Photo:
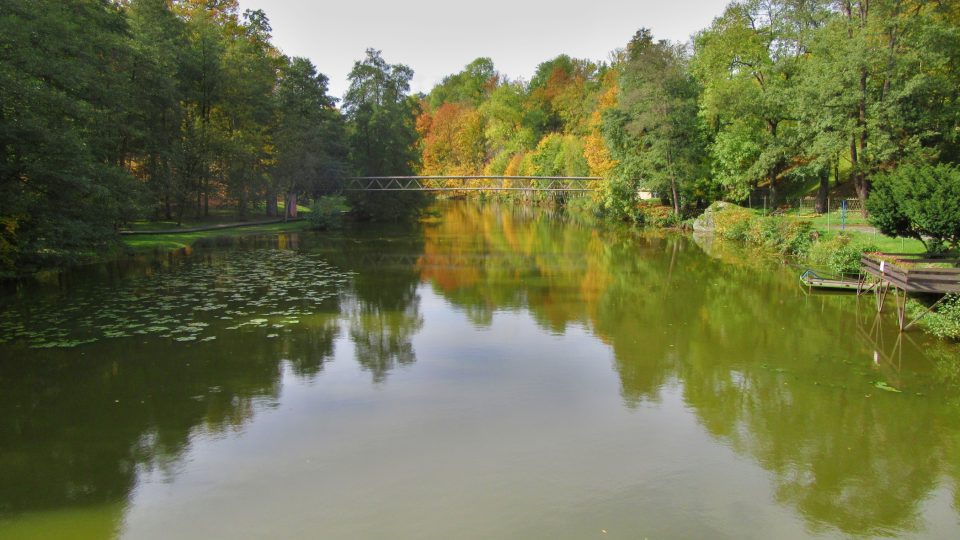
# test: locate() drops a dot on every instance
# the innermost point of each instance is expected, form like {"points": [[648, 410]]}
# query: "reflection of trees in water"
{"points": [[382, 304], [75, 430], [383, 339], [761, 372]]}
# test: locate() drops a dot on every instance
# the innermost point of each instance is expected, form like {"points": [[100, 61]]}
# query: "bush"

» What the task asks
Can you write out all the lines above again, requests included, raising every point coordinate in the answers by 136 while keeping the numbers in the requests and their format samples as they are? Leave the pictures out.

» Complete response
Photo:
# test: locate() drops a dot on every instance
# the innermost point of each instance is expected, form like {"points": [[648, 410]]}
# query: "reflection of trees in water"
{"points": [[518, 440], [211, 566], [519, 475], [897, 508]]}
# test: locate() drops a dot on every instance
# the innermost point of each instance is expected, form like {"points": [[100, 61]]}
# query: "bush"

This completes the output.